PROBLEM REQUIREMENTS:
Exactly the lines starting at the line containing "Target: green pond water" and ending at the line containing "the dog's front" are to be written out from the listing below, both included.

SUPPLIED MATERIAL:
◇ ◇ ◇ ◇

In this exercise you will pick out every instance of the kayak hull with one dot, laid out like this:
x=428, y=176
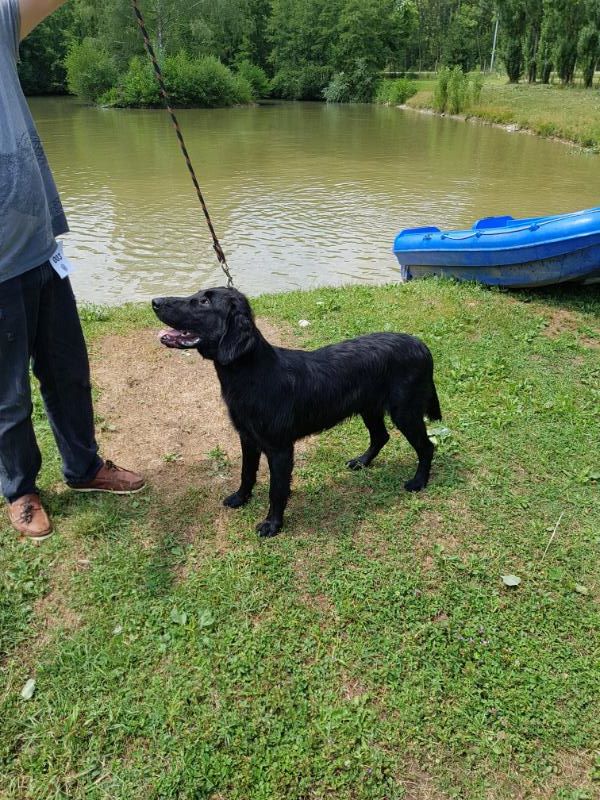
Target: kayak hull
x=501, y=251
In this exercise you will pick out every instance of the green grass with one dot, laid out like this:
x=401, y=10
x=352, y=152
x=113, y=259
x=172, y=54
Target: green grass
x=570, y=113
x=371, y=650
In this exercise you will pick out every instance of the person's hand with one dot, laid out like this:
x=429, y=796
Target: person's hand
x=35, y=11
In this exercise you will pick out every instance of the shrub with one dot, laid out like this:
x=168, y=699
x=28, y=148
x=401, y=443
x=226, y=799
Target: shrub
x=338, y=89
x=305, y=83
x=358, y=86
x=395, y=92
x=198, y=82
x=477, y=80
x=458, y=91
x=256, y=77
x=286, y=84
x=90, y=70
x=137, y=88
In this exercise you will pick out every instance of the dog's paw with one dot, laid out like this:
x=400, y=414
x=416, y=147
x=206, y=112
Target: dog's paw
x=236, y=500
x=356, y=463
x=415, y=485
x=268, y=529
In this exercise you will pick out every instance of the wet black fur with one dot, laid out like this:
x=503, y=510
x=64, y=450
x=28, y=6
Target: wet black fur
x=276, y=396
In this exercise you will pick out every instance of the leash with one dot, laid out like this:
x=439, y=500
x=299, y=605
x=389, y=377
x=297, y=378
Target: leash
x=163, y=90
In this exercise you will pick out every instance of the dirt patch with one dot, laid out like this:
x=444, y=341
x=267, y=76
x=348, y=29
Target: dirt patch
x=563, y=321
x=161, y=410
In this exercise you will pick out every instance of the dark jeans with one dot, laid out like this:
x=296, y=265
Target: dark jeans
x=39, y=323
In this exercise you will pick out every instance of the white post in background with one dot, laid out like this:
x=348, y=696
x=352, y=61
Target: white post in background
x=494, y=45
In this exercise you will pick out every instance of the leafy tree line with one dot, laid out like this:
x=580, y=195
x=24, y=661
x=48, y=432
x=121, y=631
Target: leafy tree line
x=300, y=49
x=542, y=36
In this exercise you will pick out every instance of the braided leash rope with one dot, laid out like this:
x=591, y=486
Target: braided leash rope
x=167, y=100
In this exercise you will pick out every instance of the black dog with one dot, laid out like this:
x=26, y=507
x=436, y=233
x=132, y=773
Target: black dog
x=276, y=396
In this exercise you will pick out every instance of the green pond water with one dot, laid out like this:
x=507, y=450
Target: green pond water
x=301, y=194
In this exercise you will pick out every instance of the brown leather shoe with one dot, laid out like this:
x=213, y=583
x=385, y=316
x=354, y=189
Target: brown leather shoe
x=29, y=518
x=113, y=479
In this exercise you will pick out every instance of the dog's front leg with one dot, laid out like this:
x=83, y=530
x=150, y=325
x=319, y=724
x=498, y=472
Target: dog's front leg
x=250, y=459
x=281, y=463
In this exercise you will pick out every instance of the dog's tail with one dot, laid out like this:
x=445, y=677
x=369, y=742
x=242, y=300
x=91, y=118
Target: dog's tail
x=434, y=412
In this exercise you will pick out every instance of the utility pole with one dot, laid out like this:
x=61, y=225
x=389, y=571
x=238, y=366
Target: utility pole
x=494, y=45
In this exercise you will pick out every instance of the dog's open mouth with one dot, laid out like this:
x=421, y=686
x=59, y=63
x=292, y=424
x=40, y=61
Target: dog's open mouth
x=179, y=340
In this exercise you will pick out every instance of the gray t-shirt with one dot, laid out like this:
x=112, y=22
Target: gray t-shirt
x=31, y=214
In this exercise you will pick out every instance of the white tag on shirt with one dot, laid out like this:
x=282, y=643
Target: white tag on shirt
x=60, y=263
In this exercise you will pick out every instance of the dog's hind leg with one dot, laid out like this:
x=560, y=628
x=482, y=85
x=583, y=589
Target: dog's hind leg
x=281, y=464
x=379, y=437
x=412, y=425
x=250, y=461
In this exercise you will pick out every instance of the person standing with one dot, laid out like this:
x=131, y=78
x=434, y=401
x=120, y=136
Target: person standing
x=39, y=322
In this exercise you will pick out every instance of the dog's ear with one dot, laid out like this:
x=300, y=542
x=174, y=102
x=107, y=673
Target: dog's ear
x=240, y=333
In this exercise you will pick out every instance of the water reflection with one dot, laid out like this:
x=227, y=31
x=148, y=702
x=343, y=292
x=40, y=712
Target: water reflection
x=301, y=194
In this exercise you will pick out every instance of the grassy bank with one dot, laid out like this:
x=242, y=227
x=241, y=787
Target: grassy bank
x=572, y=114
x=371, y=650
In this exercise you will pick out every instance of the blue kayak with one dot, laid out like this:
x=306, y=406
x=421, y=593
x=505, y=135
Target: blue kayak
x=502, y=251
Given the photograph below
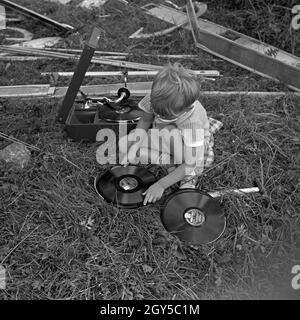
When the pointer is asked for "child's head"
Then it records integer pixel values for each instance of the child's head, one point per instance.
(174, 89)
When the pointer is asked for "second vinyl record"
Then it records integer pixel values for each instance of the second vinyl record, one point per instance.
(193, 217)
(123, 186)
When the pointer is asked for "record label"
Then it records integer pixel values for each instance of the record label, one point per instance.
(123, 186)
(193, 216)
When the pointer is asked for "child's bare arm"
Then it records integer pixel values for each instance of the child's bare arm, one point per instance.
(177, 175)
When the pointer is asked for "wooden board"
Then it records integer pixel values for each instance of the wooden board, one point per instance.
(244, 51)
(137, 89)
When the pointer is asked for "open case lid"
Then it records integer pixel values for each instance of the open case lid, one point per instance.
(79, 74)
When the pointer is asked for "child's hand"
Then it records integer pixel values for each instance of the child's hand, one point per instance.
(130, 156)
(153, 193)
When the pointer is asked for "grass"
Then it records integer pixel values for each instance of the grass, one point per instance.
(58, 240)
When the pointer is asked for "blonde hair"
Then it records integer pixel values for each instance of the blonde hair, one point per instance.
(174, 89)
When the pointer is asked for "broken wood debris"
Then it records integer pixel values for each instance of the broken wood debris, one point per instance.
(13, 6)
(105, 61)
(2, 18)
(25, 35)
(138, 89)
(39, 43)
(227, 44)
(204, 73)
(125, 54)
(202, 7)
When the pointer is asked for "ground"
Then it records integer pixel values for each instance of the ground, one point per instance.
(58, 240)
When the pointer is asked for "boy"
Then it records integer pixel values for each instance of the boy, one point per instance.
(181, 132)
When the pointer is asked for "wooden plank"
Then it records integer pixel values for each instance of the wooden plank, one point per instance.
(137, 89)
(204, 73)
(24, 91)
(244, 51)
(13, 6)
(112, 62)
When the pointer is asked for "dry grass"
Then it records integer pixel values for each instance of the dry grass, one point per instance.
(58, 240)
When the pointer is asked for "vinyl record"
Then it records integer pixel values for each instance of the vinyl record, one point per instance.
(126, 113)
(194, 217)
(123, 186)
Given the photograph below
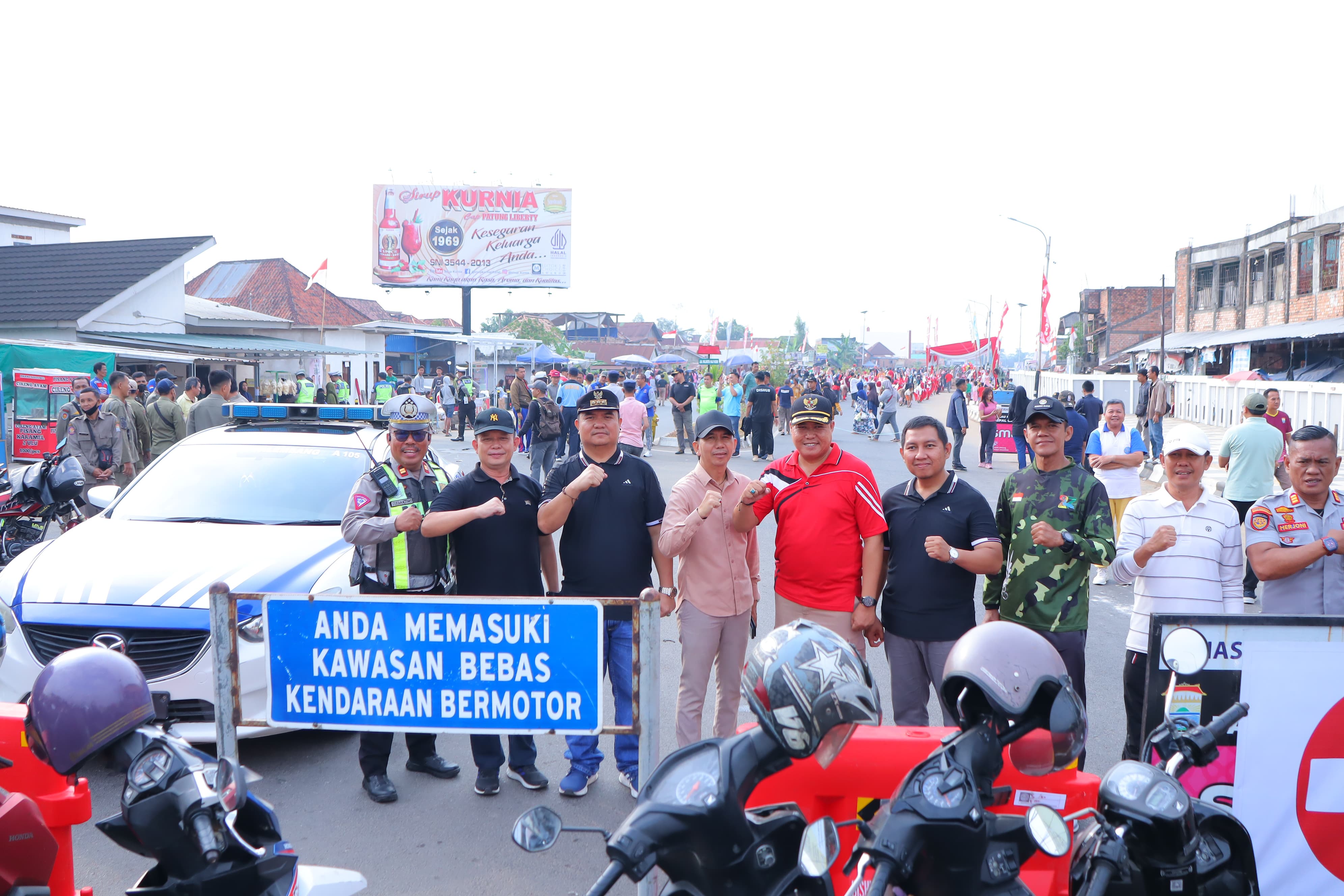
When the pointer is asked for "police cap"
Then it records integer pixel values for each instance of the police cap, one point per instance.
(411, 413)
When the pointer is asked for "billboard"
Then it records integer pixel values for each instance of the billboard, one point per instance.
(471, 237)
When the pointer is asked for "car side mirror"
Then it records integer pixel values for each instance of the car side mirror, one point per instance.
(1049, 831)
(101, 496)
(820, 847)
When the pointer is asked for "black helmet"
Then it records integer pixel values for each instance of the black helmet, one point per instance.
(81, 702)
(1012, 675)
(808, 688)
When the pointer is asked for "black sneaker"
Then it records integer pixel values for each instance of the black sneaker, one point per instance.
(488, 781)
(529, 777)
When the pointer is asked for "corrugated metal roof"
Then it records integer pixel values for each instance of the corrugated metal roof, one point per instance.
(1273, 334)
(252, 346)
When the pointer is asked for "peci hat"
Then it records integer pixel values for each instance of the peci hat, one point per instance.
(711, 421)
(812, 408)
(1188, 437)
(598, 399)
(411, 413)
(1050, 408)
(494, 418)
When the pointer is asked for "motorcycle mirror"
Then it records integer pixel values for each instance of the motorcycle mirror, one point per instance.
(1049, 831)
(101, 496)
(232, 785)
(538, 829)
(1184, 651)
(820, 847)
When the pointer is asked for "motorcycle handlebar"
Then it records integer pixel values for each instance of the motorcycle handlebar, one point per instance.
(1234, 714)
(1102, 872)
(608, 880)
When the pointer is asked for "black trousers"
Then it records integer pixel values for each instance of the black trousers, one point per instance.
(1073, 651)
(1251, 580)
(1135, 677)
(488, 753)
(377, 746)
(762, 436)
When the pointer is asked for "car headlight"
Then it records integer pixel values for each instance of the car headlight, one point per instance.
(253, 631)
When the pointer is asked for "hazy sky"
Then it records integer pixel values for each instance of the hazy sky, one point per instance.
(745, 160)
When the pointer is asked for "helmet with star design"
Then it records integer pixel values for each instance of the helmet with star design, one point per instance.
(810, 690)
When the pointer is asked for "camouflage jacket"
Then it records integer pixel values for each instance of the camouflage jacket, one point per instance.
(1047, 588)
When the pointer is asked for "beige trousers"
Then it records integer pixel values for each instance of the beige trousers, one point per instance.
(717, 644)
(838, 621)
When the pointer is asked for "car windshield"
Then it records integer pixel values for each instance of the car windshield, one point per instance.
(272, 484)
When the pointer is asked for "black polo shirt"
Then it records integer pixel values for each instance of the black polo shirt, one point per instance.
(499, 555)
(605, 546)
(926, 599)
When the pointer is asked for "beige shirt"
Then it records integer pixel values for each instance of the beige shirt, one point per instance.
(718, 567)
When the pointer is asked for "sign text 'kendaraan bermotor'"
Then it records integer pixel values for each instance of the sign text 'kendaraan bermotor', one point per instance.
(440, 664)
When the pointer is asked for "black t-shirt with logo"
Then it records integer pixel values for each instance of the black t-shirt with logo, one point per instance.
(605, 544)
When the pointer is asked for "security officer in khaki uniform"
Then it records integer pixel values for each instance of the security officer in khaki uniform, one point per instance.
(382, 521)
(1293, 538)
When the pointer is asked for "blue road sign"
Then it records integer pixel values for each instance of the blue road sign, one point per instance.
(457, 666)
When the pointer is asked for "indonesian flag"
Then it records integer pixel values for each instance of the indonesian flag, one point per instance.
(1047, 336)
(320, 269)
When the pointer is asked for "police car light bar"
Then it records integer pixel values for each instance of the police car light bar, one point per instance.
(367, 413)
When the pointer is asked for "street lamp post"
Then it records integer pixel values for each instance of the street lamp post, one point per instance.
(1045, 279)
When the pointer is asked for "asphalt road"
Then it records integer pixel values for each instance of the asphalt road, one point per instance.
(443, 839)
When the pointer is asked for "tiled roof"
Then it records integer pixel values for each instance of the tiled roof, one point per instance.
(64, 281)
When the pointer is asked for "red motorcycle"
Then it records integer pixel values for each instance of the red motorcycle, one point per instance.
(44, 494)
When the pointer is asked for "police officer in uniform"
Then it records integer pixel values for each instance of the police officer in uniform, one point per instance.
(384, 519)
(1293, 538)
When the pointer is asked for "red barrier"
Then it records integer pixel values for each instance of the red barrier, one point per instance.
(64, 804)
(874, 763)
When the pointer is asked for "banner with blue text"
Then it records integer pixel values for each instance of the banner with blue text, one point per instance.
(455, 666)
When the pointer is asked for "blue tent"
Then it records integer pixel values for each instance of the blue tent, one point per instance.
(539, 355)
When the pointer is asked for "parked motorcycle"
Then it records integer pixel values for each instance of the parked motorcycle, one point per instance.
(808, 690)
(182, 808)
(44, 494)
(1147, 835)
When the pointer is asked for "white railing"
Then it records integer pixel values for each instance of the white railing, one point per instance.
(1203, 399)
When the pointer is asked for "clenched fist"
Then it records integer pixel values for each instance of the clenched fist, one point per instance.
(409, 521)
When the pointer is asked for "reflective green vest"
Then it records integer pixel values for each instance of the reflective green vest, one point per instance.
(397, 506)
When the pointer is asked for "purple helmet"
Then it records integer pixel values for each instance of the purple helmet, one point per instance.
(83, 702)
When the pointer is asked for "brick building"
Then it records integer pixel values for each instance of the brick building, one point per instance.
(1115, 320)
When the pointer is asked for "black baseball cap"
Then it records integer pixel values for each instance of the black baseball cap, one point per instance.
(711, 421)
(812, 408)
(494, 418)
(598, 399)
(1050, 408)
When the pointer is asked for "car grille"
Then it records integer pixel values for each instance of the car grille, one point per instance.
(191, 711)
(158, 652)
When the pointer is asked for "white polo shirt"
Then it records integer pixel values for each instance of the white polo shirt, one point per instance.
(1202, 573)
(1121, 481)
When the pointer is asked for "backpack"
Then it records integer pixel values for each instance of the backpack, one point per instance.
(548, 420)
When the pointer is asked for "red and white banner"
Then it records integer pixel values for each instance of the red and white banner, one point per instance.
(971, 353)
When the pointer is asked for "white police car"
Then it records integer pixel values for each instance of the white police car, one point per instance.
(256, 506)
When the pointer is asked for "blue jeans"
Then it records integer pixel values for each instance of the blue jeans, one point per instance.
(1023, 452)
(1155, 435)
(584, 754)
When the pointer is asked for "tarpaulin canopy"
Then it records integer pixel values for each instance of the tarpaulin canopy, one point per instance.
(970, 353)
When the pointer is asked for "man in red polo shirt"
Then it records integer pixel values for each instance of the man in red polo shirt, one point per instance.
(822, 498)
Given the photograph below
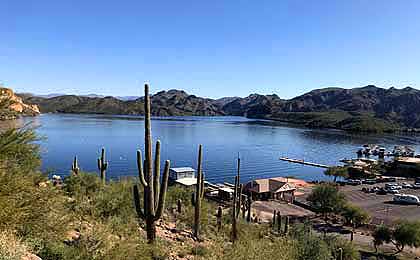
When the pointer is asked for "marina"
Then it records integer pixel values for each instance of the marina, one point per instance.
(304, 162)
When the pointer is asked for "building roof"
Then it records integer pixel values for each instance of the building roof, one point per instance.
(270, 185)
(183, 169)
(187, 181)
(408, 160)
(226, 189)
(296, 182)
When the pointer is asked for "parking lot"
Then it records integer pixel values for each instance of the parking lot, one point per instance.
(380, 207)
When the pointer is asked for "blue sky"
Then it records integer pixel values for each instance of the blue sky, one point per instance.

◇ ◇ ◇ ◇

ANSWER TO THE EXERCISE:
Target: green pond water
x=301, y=194
In this exercise you will pick out every instance of the brown leather shoe with one dot, laid out like this:
x=213, y=583
x=385, y=316
x=354, y=189
Target: brown leather shoe
x=29, y=518
x=113, y=479
In this exercise you will pick out every instance of the dog's front leg with one dot, laid out like this:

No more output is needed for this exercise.